* **Dataset items**
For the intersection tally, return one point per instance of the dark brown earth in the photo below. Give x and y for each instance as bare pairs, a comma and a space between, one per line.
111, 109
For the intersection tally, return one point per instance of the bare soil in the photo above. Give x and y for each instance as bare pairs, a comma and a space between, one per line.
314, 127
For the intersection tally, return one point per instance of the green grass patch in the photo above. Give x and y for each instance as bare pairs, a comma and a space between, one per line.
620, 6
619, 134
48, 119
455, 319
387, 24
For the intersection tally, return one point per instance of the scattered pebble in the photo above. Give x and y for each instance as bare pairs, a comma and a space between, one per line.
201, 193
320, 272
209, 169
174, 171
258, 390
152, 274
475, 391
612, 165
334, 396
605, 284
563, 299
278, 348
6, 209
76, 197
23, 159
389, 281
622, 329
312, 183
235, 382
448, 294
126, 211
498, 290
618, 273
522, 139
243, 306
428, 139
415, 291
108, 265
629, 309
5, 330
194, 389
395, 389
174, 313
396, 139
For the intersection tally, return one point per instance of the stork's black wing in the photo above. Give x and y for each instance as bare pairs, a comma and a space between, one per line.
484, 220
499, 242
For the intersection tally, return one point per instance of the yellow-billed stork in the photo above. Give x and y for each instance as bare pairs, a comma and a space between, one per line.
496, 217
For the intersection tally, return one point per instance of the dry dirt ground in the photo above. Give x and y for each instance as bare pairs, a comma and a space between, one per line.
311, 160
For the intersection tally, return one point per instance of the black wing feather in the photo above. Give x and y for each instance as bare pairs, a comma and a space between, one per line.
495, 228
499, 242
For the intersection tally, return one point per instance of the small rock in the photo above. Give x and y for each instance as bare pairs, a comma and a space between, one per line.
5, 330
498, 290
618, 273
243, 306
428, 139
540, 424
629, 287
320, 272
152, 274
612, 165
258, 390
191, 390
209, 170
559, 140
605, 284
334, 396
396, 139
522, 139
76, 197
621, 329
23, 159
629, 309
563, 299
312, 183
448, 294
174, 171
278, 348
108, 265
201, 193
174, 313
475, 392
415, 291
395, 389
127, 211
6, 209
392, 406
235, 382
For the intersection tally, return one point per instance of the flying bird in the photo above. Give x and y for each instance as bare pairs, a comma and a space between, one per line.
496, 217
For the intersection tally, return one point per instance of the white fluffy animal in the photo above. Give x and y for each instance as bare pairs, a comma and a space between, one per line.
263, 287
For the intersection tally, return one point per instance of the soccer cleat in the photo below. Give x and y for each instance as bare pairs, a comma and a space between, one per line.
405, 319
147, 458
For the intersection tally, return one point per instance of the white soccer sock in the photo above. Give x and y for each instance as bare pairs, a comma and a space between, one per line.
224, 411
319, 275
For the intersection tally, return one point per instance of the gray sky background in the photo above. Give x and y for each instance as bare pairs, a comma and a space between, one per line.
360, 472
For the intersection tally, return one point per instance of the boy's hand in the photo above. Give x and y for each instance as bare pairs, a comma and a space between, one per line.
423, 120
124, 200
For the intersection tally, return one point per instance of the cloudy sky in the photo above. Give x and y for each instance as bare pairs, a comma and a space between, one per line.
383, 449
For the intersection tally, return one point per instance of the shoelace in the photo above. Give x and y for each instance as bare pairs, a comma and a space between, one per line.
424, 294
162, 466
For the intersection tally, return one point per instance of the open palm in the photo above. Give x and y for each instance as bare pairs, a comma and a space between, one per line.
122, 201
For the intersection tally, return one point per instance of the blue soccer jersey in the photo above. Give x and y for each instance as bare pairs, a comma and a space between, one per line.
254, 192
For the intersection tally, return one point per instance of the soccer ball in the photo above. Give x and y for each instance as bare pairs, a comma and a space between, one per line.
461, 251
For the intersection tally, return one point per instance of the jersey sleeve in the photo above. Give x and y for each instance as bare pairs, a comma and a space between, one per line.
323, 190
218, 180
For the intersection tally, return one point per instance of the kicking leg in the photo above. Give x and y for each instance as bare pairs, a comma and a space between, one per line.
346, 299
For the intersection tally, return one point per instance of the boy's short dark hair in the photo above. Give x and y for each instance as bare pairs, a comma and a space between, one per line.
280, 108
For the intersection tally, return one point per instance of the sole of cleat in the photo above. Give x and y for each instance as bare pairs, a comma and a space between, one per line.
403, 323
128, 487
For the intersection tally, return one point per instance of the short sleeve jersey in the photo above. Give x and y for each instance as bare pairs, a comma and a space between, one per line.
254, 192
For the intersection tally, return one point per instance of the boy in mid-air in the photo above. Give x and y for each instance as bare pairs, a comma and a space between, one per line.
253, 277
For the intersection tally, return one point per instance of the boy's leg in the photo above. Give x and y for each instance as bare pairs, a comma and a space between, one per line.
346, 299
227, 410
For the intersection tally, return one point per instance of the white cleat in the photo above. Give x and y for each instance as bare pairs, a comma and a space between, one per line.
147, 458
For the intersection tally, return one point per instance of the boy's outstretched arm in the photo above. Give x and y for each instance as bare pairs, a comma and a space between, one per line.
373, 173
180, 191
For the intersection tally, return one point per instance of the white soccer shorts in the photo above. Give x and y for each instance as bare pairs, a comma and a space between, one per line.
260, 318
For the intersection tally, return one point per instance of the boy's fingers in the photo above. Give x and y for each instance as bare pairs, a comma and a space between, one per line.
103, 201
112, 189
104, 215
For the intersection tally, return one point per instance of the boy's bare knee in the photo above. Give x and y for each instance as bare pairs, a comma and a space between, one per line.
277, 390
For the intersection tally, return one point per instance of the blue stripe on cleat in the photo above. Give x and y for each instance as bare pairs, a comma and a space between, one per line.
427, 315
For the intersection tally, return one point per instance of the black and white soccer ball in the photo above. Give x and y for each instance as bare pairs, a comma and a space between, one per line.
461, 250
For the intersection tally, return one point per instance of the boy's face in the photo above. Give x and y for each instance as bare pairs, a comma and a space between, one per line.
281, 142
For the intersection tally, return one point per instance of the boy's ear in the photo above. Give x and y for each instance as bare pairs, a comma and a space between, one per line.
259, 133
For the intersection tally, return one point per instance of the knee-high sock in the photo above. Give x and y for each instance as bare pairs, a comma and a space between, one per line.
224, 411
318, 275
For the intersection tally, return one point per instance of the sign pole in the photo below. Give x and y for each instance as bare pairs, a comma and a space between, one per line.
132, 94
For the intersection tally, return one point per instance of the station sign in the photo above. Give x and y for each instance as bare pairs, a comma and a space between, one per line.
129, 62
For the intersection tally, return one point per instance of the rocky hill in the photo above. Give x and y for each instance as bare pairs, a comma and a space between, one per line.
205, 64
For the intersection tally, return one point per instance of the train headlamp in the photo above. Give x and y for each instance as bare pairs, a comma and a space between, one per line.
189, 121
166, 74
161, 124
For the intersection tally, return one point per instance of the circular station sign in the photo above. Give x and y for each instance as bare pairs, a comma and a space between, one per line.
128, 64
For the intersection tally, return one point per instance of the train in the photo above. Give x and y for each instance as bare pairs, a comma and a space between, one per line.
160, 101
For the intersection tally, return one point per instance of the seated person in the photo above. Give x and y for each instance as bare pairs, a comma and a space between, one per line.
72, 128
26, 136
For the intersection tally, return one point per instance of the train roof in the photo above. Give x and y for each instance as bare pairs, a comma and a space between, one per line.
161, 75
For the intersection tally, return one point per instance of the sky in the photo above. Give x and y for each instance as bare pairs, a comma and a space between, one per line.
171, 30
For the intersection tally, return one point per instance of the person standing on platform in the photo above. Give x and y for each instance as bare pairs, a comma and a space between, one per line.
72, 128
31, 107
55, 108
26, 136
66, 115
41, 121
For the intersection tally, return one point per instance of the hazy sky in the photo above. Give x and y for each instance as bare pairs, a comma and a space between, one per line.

* **Request**
Can you duplicate every one of the records above line for line, without changing anything?

* **The answer**
For the intersection tally, return one point per instance of the dark brown earth in the photo below. Give x and y for each instance as bare pairs, a comma and a space between, one per line.
111, 109
For the intersection tally, return one point per instance of the bare soil in the photo above. Give x and y for each instance as bare pairs, a comma and a space between, one per line.
314, 127
For the intersection tally, return one point per instance of the green grass patch in the photo above. Give x and y for each instance as bare pairs, a comma and a space between, one per line.
620, 6
619, 134
48, 119
455, 319
387, 24
For the intersection tally, return one point per instance of the scattered pebble in the photo above. Give x and y for each instance as bare pairs, a comma and a space between, one per line.
201, 193
320, 272
209, 169
174, 171
258, 390
152, 274
475, 391
612, 165
334, 396
605, 284
563, 299
278, 348
6, 209
76, 197
23, 159
389, 281
622, 329
312, 183
235, 382
448, 294
126, 211
498, 290
618, 273
522, 139
243, 306
428, 139
415, 291
108, 265
629, 309
5, 330
194, 389
395, 389
174, 313
396, 139
For the intersection tally, return one point per instance of the stork's black wing in the photo above. Give x and y for each instance as bare pairs, a comma and a space between, one per line.
484, 220
499, 242
For the intersection tally, return one point per instance of the yellow-billed stork in the photo above. Give x and y for each instance as bare pairs, a comma and a space between, one per line.
496, 217
For the intersection tally, return one point per instance of the dry dirt ground in the photo above. Give x and y for each instance as bare pairs, a comma and a space between, one per line.
311, 160
For the intersection tally, return one point per instance of the black wing feather in the photo above. Give x and y for each instance as bare pairs, a comma and a space between, one per line.
495, 228
499, 242
For the intersection tally, return one point per instance of the small rock in the photo above. Give x and y for each instance as bare pairs, a comma and a space between, one per line.
5, 330
498, 290
618, 273
243, 306
428, 139
540, 424
629, 287
320, 272
152, 274
612, 165
258, 390
191, 390
209, 170
559, 140
605, 284
334, 396
396, 139
522, 139
76, 197
621, 329
23, 159
629, 309
563, 299
312, 183
448, 294
174, 171
278, 348
108, 265
201, 193
174, 313
475, 392
415, 291
395, 389
127, 211
6, 209
392, 406
235, 382
For the intersection tally, return one point per instance of the flying bird in the photo above. Give x and y for each instance as bare pairs, a comma and a space between, one per line.
496, 217
For the intersection tally, return one point per instance of the white fluffy animal in the photo above. Give x and y for each instance as bare pairs, a comma and a space between, one per line.
263, 287
For the intersection tally, return one point per instance of the soccer cleat in the photo below. Give x and y for each instance as bare pairs, a comma and a space between, one per line.
405, 319
147, 458
For the intersection tally, return one point per instance of the white soccer sock in the photo above. Give x and y for each instance as bare pairs, a comma and a space between, one per line.
224, 411
319, 275
For the intersection tally, return one point per instance of the gray sky background in the photo above. Give x and y for each instance as bare pairs, a comma and a space between, one per line.
360, 472
For the intersection tally, return one point per instance of the boy's hand in the photo above. Give x and y for each instance as bare pairs, a comma and a space between, one per line.
423, 120
124, 200
For the intersection tally, return one point per instance of the cloudy sky in the photo above. Give x and y for each instance as bare pairs, a comma and a space between, one per line.
383, 449
For the intersection tally, return one point per instance of the shoelace in the photo above. Give x and y for each instance as bare pairs, a comma and a space between, one per line.
424, 294
162, 466
For the intersection tally, return one point per instance of the open palm in the photo above. Give x and y for each instance as bare pairs, a comma and a space between, one per line.
122, 201
For the intersection tally, return one point per instance of the blue soccer jersey in the photo above. Give x and y for each instance as bare pairs, a comma and a space between, one per line.
254, 192
For the intersection tally, return one point per instance of the soccer ball in the photo above. Give x and y for each instance as bare pairs, a comma and a space between, one per line.
461, 251
For the intersection tally, return one point per instance of the jersey sleeve in the photo above. Give x and y for each instance as bare pairs, a comma and a space between, one per line.
323, 190
218, 180
For the intersection tally, return one point per instance of the kicking leg in the photo above. Give x and y for each instance as bare pairs, a comma and a space between, one per line.
346, 299
For the intersection tally, return one point per instance of the boy's short dark hair in the photo above. Give x and y for each instance as bare pairs, a comma and a space between, one per line.
280, 108
For the intersection tally, return one point per instance of the sole of cleat in the photo above. Give x and y for each instance as bare pairs, a comma and a space between, one per line.
403, 323
128, 487
For the intersection tally, return one point per instance of the short sleeve jersey in the photo above. Give x and y for each instance as bare pairs, a comma and a space between, one per line.
254, 192
For the intersection tally, return one point per instance of the boy in mid-air in the photo above. Give x and y for each instance as bare pairs, a comma and a space between, one per line.
253, 277
For the intersection tally, return one point per instance of the boy's leg in the photo above. Give x and y for each instance as bare pairs, a comma and a space between, one per line.
346, 299
227, 410
For the intersection tally, return one point per instance of the white cleat in the photo above. Give x and y for each instance as bare pairs, a comma and a space between, one per line.
147, 458
For the intersection tally, return one point per instance of the boy's outstretched arm in the photo above. Give x and y for each instance as bare pairs, a comma and a space between, one per line.
373, 173
180, 191
For the intersection tally, return one point per instance of the white soccer shorts in the photo above. Give x and y for each instance as bare pairs, a comma and a space between, one per line.
260, 318
For the intersection tally, return one point per instance of the boy's fingers in the photo above. Give x and y for each instance as bare pairs, a comma and a space between, one per line.
103, 201
112, 189
104, 215
For the intersection tally, return one point per instance of the boy's bare knee in the photo above. Give x and y for each instance as bare pairs, a comma and a space between, one per line.
277, 390
For the intersection tally, return one point per instance of the blue stripe on cleat in the photo above. Give x and y for each instance as bare pairs, a comma and a space between, one per line.
427, 315
For the intersection tally, return one point per instance of the black and white soccer ball in the photo above. Give x and y for each instance as bare pairs, a comma and a space between, one per line.
461, 250
For the intersection tally, return one point per instance of the boy's face in the photo above. Give x and y for each instance as bare pairs, a comma and a space between, one per line.
281, 142
For the intersection tally, return one point per instance of the boy's ear in the photo above. Give x and y for each instance as bare pairs, a comma and a space between, one per line.
259, 133
For the intersection tally, return one point per instance of the knee-high sock in the photo above. Give x and y for each instance as bare pairs, a comma and a space between, one per line.
224, 411
318, 275
For the intersection tally, return one point per instance of the sign pole in the photo below. Give x and y for each instance as bare pairs, a comma and a space between, one per line.
132, 94
For the intersection tally, return one point per instance of the station sign in the photo above. Give x and y for each instance as bare pairs, a comma and a space between, one per line.
129, 62
For the intersection tally, return one point per instance of the rocky hill in the photo above. Give x and y for each instance as bare pairs, a comma and a space between, one per line.
205, 64
For the intersection tally, return one point per instance of the train headlamp in the photo above. Give x and y for each instance as bare pairs, a comma and a space between, one per line.
189, 121
166, 74
161, 124
For the intersection tally, return one point per instance of the circular station sign in the photo above. Give x and y for each instance as bare pairs, a comma and a space between, one per line.
128, 64
For the intersection tally, return one point per instance of the train in the photo above. Give x and y for each instance as bare pairs, a comma and a space between, one per line.
160, 101
For the intersection tally, return one point per instance of the seated person in the photo above. Give x and y for each instance as bare pairs, a comma and a space between, one per line.
72, 128
26, 136
For the intersection tally, return one point per instance of the train roof in the photo above. Give x and y for each instance as bare pairs, a comma and a space between, one per line.
161, 75
For the intersection tally, return one point per instance of the sky in the photo above. Give x and y for each instance as bare pairs, a comma and a space between, one per line.
171, 30
For the intersection tally, return one point per instance of the person standing on platform in the photo above. Give x and y for each instance as bare pairs, a comma and a space between, one per line.
72, 128
31, 107
55, 108
26, 136
66, 115
41, 121
For the intersection tally, return one point per instance of the hazy sky in the photo above. Give x and y for each instance as bare pairs, a comma and a space between, one per line.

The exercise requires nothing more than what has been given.